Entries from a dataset
━━━━━━━━━━━━━━━━
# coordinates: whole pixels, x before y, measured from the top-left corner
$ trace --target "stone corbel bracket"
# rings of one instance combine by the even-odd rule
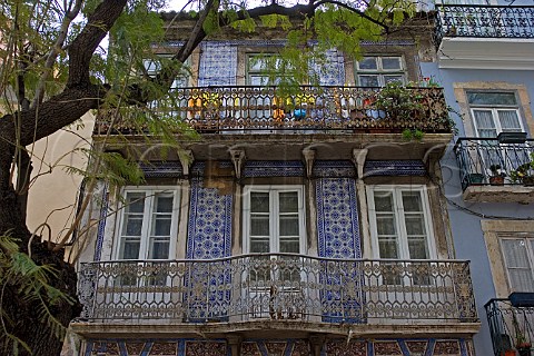
[[[243,167],[245,166],[246,155],[244,149],[230,149],[230,159],[234,164],[234,170],[236,172],[236,178],[241,179]]]

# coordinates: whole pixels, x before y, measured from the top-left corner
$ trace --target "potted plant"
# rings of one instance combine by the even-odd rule
[[[406,119],[422,111],[422,97],[399,81],[388,82],[376,95],[375,107],[392,119]]]
[[[524,186],[534,186],[534,152],[531,154],[531,161],[517,166],[510,172],[513,182],[521,181]]]
[[[526,319],[525,323],[527,323]],[[512,314],[512,324],[514,325],[515,329],[515,349],[517,350],[517,354],[520,356],[531,356],[532,344],[528,340],[527,336],[523,334],[523,330],[526,328],[521,328],[515,313]]]
[[[490,166],[490,170],[492,171],[492,175],[490,176],[490,184],[492,186],[504,185],[504,177],[506,177],[506,174],[501,168],[501,165],[492,165]]]

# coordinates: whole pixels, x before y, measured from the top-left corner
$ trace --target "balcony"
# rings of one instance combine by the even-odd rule
[[[447,324],[451,333],[466,335],[478,328],[469,265],[458,260],[263,254],[87,263],[79,271],[79,297],[80,334],[132,324],[162,329],[179,324],[184,333],[204,326],[214,334],[255,328],[339,334],[350,326],[376,335],[395,325],[443,334]]]
[[[534,306],[491,299],[484,307],[495,356],[530,356],[534,342]]]
[[[442,4],[435,42],[441,68],[534,67],[534,7]]]
[[[246,147],[247,159],[301,159],[301,150],[316,147],[316,159],[352,159],[355,147],[373,145],[368,159],[423,159],[428,151],[443,152],[452,138],[442,88],[406,88],[409,105],[397,102],[380,88],[299,87],[288,93],[277,87],[178,88],[152,108],[128,109],[117,120],[97,119],[95,139],[111,134],[130,135],[129,144],[146,132],[147,120],[178,122],[181,131],[195,129],[197,139],[181,140],[195,159],[228,159],[228,149]],[[150,125],[151,125],[150,123]],[[407,141],[405,129],[425,132],[423,140]],[[146,145],[142,138],[139,145]],[[126,146],[112,149],[125,151]],[[154,146],[154,145],[152,145]],[[216,147],[216,149],[211,149]],[[436,149],[438,147],[438,149]],[[140,147],[139,151],[144,151]],[[218,156],[217,156],[218,155]],[[169,159],[172,159],[170,157]]]
[[[534,139],[504,144],[497,138],[459,138],[454,147],[463,197],[467,201],[531,202]],[[492,170],[493,168],[493,170]],[[524,171],[524,177],[517,175]],[[496,176],[504,176],[496,179]]]

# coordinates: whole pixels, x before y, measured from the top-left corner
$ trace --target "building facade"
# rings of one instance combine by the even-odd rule
[[[533,11],[526,1],[437,7],[437,60],[422,65],[462,116],[442,171],[456,257],[476,276],[479,355],[530,355],[534,338],[534,305],[516,300],[534,291]]]
[[[433,27],[416,24],[359,61],[330,50],[320,85],[297,91],[264,70],[284,33],[202,42],[161,112],[199,132],[179,145],[127,123],[112,131],[127,144],[103,144],[100,118],[96,145],[139,160],[147,184],[101,182],[86,219],[80,354],[474,355],[439,164],[453,127],[421,75]]]

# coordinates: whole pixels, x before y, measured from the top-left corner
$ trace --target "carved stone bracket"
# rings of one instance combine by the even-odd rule
[[[245,166],[246,155],[244,149],[230,149],[230,159],[234,164],[237,179],[241,179],[243,167]]]
[[[241,354],[241,335],[228,335],[226,337],[228,346],[230,346],[231,356],[239,356]]]
[[[325,345],[326,336],[320,334],[309,335],[309,345],[312,346],[312,355],[320,356],[320,350]]]
[[[178,150],[178,159],[180,160],[184,176],[189,177],[189,169],[191,168],[192,162],[195,161],[192,151],[190,149]]]
[[[354,166],[356,167],[358,179],[364,178],[364,166],[365,166],[365,160],[367,159],[368,151],[369,150],[367,148],[353,149],[353,162],[354,162]]]
[[[314,161],[315,161],[315,149],[310,149],[310,148],[303,149],[303,157],[306,164],[306,177],[312,178],[312,172],[314,170]]]

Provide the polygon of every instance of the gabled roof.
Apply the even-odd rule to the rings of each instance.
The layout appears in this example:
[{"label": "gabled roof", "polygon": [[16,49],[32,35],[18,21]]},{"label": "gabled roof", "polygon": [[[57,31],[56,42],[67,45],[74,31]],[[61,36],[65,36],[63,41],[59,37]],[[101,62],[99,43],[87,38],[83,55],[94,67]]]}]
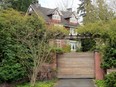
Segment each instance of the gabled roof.
[{"label": "gabled roof", "polygon": [[[30,7],[34,10],[34,12],[37,15],[41,15],[46,20],[46,22],[51,20],[49,17],[50,15],[53,15],[55,11],[58,11],[61,16],[61,24],[69,25],[69,26],[71,25],[66,21],[66,19],[71,18],[72,14],[74,14],[74,12],[59,11],[58,8],[50,9],[50,8],[46,8],[46,7],[41,7],[39,5],[37,6],[36,4],[31,4]],[[77,25],[75,25],[75,26],[77,26]]]}]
━━━━━━━━━━━━━━━━
__Aim of the task__
Please edit the lines that begin at the line containing "Provide the polygon" and end after the line containing "Segment each instance of the gabled roof.", changing "instance" to "occurrence" and keeping everything else the same. Return only those lines, without the pictures.

__Answer to this exercise__
Provide the polygon of every occurrence of the gabled roof.
Apply the even-odd rule to the rings of each occurrence.
The layout appears in this example:
[{"label": "gabled roof", "polygon": [[16,49],[32,35],[18,21]]},{"label": "gabled roof", "polygon": [[[57,31],[56,42],[67,45],[74,31]],[[61,36],[65,36],[63,41],[59,37]],[[101,62],[99,43],[87,38],[83,55],[94,67]]]}]
Segment each occurrence of the gabled roof.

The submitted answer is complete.